## Start

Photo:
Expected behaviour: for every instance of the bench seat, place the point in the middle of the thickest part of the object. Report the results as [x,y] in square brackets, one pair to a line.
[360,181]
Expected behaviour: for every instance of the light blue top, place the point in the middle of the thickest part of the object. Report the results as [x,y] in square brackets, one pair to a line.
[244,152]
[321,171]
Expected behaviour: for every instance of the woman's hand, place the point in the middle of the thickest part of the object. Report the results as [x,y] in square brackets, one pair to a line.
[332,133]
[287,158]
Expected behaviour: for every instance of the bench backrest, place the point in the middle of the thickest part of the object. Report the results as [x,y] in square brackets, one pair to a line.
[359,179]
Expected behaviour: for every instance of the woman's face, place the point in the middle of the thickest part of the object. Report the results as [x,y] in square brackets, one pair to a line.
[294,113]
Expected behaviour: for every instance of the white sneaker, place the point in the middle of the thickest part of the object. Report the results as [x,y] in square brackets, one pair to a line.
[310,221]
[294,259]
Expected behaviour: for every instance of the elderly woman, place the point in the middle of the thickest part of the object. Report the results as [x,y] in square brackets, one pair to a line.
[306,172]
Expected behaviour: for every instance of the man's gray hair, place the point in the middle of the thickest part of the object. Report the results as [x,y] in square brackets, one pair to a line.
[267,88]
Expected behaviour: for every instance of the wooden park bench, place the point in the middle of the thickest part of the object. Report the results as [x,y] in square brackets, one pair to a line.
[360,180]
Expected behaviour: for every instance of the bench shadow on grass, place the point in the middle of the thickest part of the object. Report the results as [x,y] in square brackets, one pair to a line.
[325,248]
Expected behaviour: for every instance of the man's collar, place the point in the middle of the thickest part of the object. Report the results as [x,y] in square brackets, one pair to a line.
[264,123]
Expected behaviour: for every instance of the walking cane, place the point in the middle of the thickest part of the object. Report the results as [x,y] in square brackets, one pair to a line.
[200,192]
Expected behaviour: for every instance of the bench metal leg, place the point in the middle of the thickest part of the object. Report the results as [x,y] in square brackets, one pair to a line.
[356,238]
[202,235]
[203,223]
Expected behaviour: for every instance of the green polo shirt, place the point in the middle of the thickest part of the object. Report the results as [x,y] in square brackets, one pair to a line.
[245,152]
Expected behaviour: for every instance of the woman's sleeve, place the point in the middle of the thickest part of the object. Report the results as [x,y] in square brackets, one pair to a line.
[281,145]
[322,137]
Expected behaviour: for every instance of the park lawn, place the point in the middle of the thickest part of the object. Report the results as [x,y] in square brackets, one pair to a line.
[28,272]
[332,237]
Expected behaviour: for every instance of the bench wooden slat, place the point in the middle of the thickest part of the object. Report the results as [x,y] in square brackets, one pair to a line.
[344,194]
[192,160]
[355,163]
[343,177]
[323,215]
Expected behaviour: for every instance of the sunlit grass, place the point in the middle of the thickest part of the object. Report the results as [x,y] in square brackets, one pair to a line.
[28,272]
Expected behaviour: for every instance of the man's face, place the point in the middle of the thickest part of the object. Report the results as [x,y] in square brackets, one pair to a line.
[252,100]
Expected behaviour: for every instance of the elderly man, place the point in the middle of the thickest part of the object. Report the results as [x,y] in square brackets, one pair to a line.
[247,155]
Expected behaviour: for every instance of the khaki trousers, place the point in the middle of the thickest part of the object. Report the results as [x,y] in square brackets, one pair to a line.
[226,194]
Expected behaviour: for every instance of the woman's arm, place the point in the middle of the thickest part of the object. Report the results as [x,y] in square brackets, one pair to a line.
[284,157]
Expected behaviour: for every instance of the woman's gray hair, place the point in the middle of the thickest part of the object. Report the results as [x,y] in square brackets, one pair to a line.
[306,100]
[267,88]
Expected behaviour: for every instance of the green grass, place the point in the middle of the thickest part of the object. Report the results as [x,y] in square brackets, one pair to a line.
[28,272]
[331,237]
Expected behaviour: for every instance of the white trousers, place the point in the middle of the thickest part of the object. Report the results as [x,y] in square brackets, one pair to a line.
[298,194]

## End

**Aim:**
Every line of the data above should be reproduced word for word.

**Output of the exercise:**
Photo:
Expected behaviour: for every instance of the bench seat, place the point in the middle of the thickest part of the object. Report the results as [x,y] in square brackets, one pair to a line.
[360,181]
Expected behaviour: for every instance of the light blue top, place the point in the middle of the thickest part of the object. Report the results as [x,y] in square brackets, one pair to a line.
[244,152]
[321,171]
Expected behaviour: for every instance of the woman's hand, place the point in the middle of the thickest part of the object. Report the results as [x,y] in square brackets, one pair to a line.
[332,133]
[287,158]
Expected behaviour: for every instance of the bench backrest, place the point in the middle of the thickest part of the object. Report the results as [x,y] in square brackets, one pair to a line.
[359,179]
Expected behaviour: for every instance of the woman's face, place the point in the middle of the thickest part of the object. Report the results as [x,y] in square brackets, one pair to a line.
[294,113]
Expected behaviour: for every instance of the white sneaker, place the point in the middle of the thickest part of the object. Report the results as [x,y] in square brackets, one pair to a line.
[310,221]
[294,259]
Expected behaviour: for every instance of the elderly woman, place the point in the middle of the thickest part of the object. Report the results as [x,y] in square brackets, one pair to a line.
[306,172]
Expected behaviour: for every instance of the man's gray hair, place the point in the middle of the thickest part of the object. Report the results as [x,y] in square brackets, one pair to a line.
[267,88]
Expected behaviour: for every instance of the wooden park bench, place the point in the middle of the thickest part of the object. Report the results as [x,y] in square brackets, one pair to a line.
[360,180]
Expected behaviour: for every instance of the bench shadow on grass, place the point in the middle of the thickest part of the object. Report the results as [x,y] in square brackets, one pair to a line.
[325,248]
Expected behaviour: for every instance of the man's collar, place the point in the middle of the thickest part of the object. Report the results as [x,y] in square brackets, one pair to a line.
[264,123]
Expected behaviour: for every instance of the walking cane, place the point in the middle of the thickest part of the object. Report the results as [x,y] in square brackets, one pair to a line.
[200,192]
Expected behaviour: for every instance of the bench metal leg, place the point in the middle of the thickest part of the object. Report the results as [x,y] in square brackets, one pair to a line.
[356,238]
[202,235]
[203,223]
Expected behaviour: for every instance of the green polo shirt, place the point in the middle of the thickest part of the object. Report the results as [x,y] in square brackets, one pair to a line.
[245,152]
Expected behaviour: for every instance of the woman's sleeve, place the point in the middle of the thickest part of the object. Report the results as [x,y] in square brackets, one pair to a line.
[281,145]
[322,137]
Expected behaviour: for every instance of the park lawn, place the point in the middle of the thickest part of the object. Report the results as [x,y] in square brackets, one pair to a line.
[28,272]
[332,237]
Expected behaviour: for every instance of the bench wooden slat, place the point in the middle of the thickest part of the object. Report the results as [x,y] in square brackets, one pair to a line.
[344,194]
[192,160]
[355,163]
[343,177]
[323,215]
Expected behaviour: for every instance of the sunlit grass, place the point in the middle of the thickest part of the object. Report the results as [x,y] in square brackets, one pair to a line.
[28,272]
Expected behaviour: for every instance of the man's face, place the point in the middle of the thickest part of the object. Report the results as [x,y] in square brackets, one pair to a line.
[252,100]
Expected behaviour: for every instance of the elderly man, place the point in the middle of the thickest part of the object. Report the results as [x,y] in square brackets, one pair to a line.
[247,155]
Expected behaviour: for every instance of the khaki trousers, place the point in the middle of the thickest part of the object. Report the results as [x,y] in square brackets, one pair to a line.
[226,194]
Expected behaviour: for every instance of the woman's arm, place the point in the middle of the thickest part of the object. Report the results as [x,y] in square brackets, one pair to a line.
[284,157]
Expected behaviour: for every instance of the woman's gray hair, place the point in the middle of the thickest part of the object. Report the results as [x,y] in square brackets, one pair to a line.
[306,100]
[267,88]
Expected behaviour: for every instance of the green grass, place the point in the middle of the thickest part of the object. Report the results as [x,y] in square brackets, one pair to a line.
[28,272]
[331,237]
Expected behaviour: for every instance of the white trousers, place the point in the middle of the thickest part of the object. Report the results as [x,y] in square brackets, one pair to a line.
[298,194]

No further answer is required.